◆ TASKS TO PERFORM ◆
[1] In the article about Stamford's new Residence Inn, which firm picked up the hotel project in April 2017?
[2] Please copy the passage from the article about Stamford's Residence Inn, starting with "Stamford’s long-delayed Residence" and going on through "only all-suite property.".
[3] Resume the article about Stamford's Residence Inn after its last sentence.

◆ TEXT PROVIDED ◆
Stamford’s long-delayed Residence Inn by Marriott readies for its debut

There’s nothing like this in the market,” proclaimed Todd Lindvall as he walked through the work-in-progress lobby of the Residence Inn by Marriott on Stamford’s Atlantic Street. Indeed, the new hotel is being promoted as the city’s first extended-stay lodging establishment and the downtown area’s only all-suite property.

“We’re the only hotel in the downtown that’s centered that way,” added Lindvall, area general manager. “The rest are sort of on the fringe of the downtown, which is a huge plus for us.”

Todd Lindvall, area general manager, in the suites of the new Residence Inn in Stamford. Photo by Phil Hall

The scheduled Nov. 19 opening of the $45 million, 156-room, eight-story hotel concludes a difficult gestation period for the property. Initially announced in 2013 by the developer Seaboard Properties, the hotel was situated on the former site of four mixed-use buildings that previously housed retail, offices and apartments. But construction was beset by delays and then came to a stop when Seaboard declared bankruptcy in December 2015, with only 60 percent of the work completed. Seaboard, which also owned the Courtyard by Marriott that sits back-to-back with the Residence Inn and faces out on the parallel Summer Street, initially insisted that the construction would be finished, but quickly the company found itself in a flurry of litigation and property auctions that left the project in limbo.

Last April, John DiMenna, the 75-year-old former president of Seaboard Properties, was sentenced to 85 months in prison, followed by three years of supervised release, after pleading guilty to federal charges of two counts of wire fraud related to a scheme that cost investors approximately $28 million and cost lenders approximately $37 million between 2010 and 2016.

UC Funds, the Boston-headquartered commercial real estate specialty finance firm, acquired the Courtyard by Marriott in 2016 and picked up the Residence Inn project in April 2017. Urgo Hotels, a hotel management and development company, manages both establishments. And despite its troubled start, Lindvall insisted the Residence Inn is poised for success.

“Marriott has the biggest success rate in the market,” he said. “We at the Courtyard are currently running about 15 to 20 points higher than everyone else in the market.”

Thanks to their adjacency, the Courtyard and the Residence Inn will be sharing a number of amenities, including an all-valet parking service. “There’s 48 parking spaces at the Residence Inn and another 121 at the Courtyard,” Lindvall said, noting that Residence Inn patrons will also be able to make use of Courtyard’s swimming pool while Courtyard guests can take advantage of the new hotel’s 2,000-square-foot fitness center.

◆ DATASET RECORDS ◆
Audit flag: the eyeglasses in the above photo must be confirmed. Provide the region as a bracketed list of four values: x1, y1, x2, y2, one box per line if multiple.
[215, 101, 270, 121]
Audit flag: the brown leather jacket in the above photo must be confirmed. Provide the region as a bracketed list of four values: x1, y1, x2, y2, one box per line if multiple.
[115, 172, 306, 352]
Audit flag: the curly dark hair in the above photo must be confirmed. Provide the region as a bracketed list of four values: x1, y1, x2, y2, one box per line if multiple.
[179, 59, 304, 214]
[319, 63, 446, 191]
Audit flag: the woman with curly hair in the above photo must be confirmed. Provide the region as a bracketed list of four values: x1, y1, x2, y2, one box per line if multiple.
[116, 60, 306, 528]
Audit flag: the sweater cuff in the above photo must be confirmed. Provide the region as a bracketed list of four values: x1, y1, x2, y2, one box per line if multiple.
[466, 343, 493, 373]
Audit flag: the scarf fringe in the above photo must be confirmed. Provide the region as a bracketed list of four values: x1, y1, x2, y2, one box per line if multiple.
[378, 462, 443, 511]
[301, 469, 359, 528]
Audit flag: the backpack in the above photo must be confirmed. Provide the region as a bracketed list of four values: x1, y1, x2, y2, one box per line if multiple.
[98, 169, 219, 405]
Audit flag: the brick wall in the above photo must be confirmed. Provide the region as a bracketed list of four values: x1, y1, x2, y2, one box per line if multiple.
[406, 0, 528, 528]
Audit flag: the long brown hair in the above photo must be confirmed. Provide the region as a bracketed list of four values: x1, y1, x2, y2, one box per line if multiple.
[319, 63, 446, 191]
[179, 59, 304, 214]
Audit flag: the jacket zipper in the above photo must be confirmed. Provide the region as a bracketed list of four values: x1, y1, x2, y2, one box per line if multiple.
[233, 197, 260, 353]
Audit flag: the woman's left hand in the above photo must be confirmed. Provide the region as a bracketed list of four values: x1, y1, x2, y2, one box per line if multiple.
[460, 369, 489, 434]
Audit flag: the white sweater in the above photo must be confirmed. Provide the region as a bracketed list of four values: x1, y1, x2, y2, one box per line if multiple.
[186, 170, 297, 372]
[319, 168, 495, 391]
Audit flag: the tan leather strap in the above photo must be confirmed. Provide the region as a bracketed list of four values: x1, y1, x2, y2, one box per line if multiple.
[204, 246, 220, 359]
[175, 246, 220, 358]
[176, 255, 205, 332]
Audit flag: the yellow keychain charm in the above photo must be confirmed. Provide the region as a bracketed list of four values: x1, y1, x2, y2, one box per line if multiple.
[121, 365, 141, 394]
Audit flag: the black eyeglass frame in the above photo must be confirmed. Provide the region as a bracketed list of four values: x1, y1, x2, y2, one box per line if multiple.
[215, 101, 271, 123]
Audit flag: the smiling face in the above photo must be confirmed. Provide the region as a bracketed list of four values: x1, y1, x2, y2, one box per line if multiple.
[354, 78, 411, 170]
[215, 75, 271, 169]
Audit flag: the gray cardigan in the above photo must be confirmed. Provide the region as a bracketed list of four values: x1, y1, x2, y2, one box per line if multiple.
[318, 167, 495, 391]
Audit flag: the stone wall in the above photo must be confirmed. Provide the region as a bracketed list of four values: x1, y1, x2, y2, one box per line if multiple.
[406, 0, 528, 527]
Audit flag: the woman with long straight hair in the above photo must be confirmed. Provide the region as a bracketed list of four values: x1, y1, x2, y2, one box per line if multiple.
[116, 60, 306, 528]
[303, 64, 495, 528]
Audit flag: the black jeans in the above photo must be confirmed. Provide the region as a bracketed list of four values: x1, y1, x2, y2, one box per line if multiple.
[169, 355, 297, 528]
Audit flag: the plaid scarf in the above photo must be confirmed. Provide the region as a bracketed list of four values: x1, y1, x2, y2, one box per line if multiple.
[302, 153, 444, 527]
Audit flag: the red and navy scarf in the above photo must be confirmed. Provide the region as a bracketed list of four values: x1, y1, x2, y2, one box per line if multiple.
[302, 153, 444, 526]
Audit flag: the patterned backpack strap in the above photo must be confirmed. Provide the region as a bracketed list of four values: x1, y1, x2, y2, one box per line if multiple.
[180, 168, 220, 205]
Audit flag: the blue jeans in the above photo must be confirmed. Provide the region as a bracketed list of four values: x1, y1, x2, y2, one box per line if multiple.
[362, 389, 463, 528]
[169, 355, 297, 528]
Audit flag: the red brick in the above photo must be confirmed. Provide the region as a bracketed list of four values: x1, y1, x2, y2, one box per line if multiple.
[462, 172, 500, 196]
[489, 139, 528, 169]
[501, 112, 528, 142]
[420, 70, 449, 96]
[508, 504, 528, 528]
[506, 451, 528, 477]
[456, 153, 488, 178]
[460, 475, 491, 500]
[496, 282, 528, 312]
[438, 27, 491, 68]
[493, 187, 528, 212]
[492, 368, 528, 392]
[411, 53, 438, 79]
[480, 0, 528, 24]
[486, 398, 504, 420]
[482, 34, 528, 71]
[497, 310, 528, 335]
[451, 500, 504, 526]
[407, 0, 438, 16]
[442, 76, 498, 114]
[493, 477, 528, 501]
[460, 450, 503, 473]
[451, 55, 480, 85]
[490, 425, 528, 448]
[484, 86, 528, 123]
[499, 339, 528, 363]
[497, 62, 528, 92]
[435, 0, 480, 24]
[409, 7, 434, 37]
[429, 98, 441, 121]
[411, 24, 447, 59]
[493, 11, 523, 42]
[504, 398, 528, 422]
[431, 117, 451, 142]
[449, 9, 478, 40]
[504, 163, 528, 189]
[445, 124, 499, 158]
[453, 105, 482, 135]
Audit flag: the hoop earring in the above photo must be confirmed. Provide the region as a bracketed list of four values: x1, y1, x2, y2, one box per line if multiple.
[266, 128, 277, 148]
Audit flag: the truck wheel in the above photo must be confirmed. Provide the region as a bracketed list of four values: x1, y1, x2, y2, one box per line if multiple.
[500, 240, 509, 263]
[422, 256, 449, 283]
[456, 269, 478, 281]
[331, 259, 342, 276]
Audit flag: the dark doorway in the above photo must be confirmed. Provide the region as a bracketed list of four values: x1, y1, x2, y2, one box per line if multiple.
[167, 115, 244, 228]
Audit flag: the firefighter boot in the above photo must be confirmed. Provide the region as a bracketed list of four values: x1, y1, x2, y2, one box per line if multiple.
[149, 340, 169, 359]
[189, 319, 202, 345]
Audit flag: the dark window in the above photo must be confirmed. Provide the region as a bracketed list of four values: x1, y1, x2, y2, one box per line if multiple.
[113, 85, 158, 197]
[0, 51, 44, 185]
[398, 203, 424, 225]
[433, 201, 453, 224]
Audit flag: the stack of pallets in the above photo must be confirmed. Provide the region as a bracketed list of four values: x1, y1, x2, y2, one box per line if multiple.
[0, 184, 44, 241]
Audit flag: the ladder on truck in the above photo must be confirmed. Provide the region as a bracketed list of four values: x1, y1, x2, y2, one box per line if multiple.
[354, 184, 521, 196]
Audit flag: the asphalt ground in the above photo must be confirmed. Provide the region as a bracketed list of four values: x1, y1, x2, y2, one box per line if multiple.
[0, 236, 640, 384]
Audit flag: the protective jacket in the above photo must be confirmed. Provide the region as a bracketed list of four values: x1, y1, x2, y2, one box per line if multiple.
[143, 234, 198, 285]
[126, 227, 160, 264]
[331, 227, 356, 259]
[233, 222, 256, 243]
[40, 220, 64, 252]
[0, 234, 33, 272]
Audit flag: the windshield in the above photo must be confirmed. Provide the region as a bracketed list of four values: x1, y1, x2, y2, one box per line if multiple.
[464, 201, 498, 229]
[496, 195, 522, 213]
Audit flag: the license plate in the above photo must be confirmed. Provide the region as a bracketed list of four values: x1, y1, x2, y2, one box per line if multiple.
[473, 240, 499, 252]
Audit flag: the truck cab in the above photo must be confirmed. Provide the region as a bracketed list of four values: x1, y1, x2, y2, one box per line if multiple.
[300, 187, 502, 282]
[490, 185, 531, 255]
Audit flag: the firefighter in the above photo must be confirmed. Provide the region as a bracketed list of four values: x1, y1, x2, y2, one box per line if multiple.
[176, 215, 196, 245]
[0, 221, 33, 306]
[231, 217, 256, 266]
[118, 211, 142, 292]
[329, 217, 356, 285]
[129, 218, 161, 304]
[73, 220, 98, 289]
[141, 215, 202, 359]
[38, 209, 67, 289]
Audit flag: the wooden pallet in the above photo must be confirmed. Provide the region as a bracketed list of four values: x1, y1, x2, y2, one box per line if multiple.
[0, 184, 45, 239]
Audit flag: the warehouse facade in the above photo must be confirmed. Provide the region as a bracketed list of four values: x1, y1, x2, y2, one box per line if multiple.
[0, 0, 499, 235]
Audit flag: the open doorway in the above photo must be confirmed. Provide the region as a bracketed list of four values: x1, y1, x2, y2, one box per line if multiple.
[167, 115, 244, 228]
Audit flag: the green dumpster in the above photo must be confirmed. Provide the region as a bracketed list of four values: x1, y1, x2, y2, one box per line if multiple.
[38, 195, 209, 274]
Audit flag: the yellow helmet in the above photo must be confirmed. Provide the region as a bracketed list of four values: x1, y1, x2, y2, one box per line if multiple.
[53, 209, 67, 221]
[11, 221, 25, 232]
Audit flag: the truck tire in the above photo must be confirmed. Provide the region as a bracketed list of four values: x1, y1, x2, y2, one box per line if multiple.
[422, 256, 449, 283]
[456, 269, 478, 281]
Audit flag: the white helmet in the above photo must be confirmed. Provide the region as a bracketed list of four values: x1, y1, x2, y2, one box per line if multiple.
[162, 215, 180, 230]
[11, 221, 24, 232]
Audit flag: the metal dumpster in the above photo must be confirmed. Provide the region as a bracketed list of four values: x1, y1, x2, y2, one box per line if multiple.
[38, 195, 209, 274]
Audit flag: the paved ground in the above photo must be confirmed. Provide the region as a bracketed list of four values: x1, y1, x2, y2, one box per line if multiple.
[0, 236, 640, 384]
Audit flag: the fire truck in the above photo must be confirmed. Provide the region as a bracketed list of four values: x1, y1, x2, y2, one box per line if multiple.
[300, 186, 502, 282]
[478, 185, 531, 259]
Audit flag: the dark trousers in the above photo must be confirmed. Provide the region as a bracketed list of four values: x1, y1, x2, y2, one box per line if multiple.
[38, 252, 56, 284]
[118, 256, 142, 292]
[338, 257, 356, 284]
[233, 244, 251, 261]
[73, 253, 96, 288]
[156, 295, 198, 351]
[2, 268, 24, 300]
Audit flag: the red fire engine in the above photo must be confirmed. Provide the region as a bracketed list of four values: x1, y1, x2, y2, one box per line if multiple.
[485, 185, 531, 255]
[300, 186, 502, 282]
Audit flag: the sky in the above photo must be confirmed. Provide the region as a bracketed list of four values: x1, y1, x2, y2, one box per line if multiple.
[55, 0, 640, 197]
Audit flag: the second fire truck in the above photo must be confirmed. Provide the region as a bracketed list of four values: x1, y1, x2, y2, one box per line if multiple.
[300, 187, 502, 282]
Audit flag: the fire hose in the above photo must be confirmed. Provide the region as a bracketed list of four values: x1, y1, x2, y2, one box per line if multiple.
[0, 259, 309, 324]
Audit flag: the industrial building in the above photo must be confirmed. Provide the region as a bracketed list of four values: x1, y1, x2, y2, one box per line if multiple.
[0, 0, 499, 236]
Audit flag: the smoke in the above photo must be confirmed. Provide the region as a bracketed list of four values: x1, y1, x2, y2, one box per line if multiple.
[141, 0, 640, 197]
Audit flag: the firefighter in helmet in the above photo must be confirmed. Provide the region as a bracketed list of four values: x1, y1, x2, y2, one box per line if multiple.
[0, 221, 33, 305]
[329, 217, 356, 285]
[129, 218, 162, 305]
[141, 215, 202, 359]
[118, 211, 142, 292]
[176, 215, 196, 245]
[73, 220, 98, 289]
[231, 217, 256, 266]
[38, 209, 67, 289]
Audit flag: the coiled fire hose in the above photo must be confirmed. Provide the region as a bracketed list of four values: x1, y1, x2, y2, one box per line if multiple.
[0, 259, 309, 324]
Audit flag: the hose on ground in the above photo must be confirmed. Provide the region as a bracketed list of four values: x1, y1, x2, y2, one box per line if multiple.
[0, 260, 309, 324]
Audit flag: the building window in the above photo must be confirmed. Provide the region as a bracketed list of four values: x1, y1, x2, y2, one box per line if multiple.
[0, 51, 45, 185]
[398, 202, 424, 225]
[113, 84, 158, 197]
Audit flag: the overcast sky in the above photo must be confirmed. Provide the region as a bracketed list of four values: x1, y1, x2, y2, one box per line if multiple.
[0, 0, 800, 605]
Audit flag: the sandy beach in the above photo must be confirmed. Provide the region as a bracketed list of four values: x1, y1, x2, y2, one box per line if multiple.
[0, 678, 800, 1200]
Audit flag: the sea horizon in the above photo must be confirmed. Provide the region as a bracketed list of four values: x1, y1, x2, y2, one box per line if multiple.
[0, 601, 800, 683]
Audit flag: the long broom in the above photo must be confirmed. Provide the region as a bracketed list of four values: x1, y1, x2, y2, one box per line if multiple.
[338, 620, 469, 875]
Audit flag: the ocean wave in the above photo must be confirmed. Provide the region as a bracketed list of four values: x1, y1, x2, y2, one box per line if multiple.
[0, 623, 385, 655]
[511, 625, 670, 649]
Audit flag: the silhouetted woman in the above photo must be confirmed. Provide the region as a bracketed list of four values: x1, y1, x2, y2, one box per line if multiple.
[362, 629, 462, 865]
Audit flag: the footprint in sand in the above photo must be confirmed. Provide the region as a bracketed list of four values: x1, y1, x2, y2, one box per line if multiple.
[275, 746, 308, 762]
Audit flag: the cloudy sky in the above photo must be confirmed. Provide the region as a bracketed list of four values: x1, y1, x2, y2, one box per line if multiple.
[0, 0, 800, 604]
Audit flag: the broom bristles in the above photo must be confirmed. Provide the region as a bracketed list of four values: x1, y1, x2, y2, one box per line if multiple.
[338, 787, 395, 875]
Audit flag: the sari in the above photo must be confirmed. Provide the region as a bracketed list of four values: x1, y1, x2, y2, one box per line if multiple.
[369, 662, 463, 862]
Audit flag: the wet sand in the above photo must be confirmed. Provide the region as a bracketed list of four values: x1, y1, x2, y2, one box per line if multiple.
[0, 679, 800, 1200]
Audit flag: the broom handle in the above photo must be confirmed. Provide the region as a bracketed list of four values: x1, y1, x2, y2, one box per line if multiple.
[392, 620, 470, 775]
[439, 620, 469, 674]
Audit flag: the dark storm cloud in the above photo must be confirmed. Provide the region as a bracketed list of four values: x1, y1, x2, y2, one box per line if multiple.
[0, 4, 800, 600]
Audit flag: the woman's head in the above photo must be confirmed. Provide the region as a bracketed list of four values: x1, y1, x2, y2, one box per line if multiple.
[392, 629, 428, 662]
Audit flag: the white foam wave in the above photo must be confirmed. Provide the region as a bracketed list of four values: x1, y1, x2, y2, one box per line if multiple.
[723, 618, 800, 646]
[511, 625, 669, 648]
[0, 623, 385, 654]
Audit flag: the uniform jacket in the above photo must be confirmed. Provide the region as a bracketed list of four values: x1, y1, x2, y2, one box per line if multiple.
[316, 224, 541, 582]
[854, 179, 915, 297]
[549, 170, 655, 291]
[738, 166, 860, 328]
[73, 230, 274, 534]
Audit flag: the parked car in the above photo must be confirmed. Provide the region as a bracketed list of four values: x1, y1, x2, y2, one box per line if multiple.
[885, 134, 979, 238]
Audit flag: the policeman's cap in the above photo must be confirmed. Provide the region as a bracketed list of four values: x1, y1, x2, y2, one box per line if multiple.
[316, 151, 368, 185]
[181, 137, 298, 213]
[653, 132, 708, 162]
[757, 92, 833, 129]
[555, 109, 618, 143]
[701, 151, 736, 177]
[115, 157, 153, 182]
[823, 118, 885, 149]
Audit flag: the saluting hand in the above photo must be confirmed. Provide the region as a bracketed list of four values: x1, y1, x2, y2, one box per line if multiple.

◆ SET OF ANSWERS ◆
[1] UC Funds, a Boston-headquartered commercial real estate specialty finance firm.

[2]
Stamford’s long-delayed Residence Inn by Marriott readies for its debut

There’s nothing like this in the market,” proclaimed Todd Lindvall as he walked through the work-in-progress lobby of the Residence Inn by Marriott on Stamford’s Atlantic Street. Indeed, the new hotel is being promoted as the city’s first extended-stay lodging establishment and the downtown area’s only all-suite property.

[3]
The Residence Inn’s lobby will be home to Stamford’s latest eatery, a restaurant called One Club that Lindvall promised will offer a “very high-end tequila bar” along with dinner service. “One Club will not be open for lunch, but with the Residence Inn brand you get a complimentary full-buffet breakfast,” he stated, adding that the hotel has “93 restaurants within three blocks.” Guests who prefer their own cooking can make use of the refrigerator, microwave and stovetop cooking panels in the rooms, while the hotel will provide the grab-and-go crowd with a 24-hour market for food, beverages and snacks.

To accommodate business functions, the hotel features an “amenity level” on the second floor with a 2,000-square-foot meeting space that can handle up to 80 people for a meal service event. An outdoor space on this level, which Lindvall said was the only one of its kind in a downtown hotel, can be used for hosting cocktail receptions.

Lindvall also pointed out that the guest rooms range in size from 575 to 800 square feet and 19 rooms will feature two queen-sized beds, 31 will have a single bedroom separate from the rest of the room and 106 will be studio units with a single king-sized bed. All of the sofas in the rooms will include pull-out beds.

One feature not visible to the guests will be a stand-alone power generator. “This is one of the only properties in this market where a generator feeds an entire building,” Lindvall said. “If we lose power, all of the guest rooms will have power, unlike all of our competitors, where only the emergency exits and the public spaces would have power.”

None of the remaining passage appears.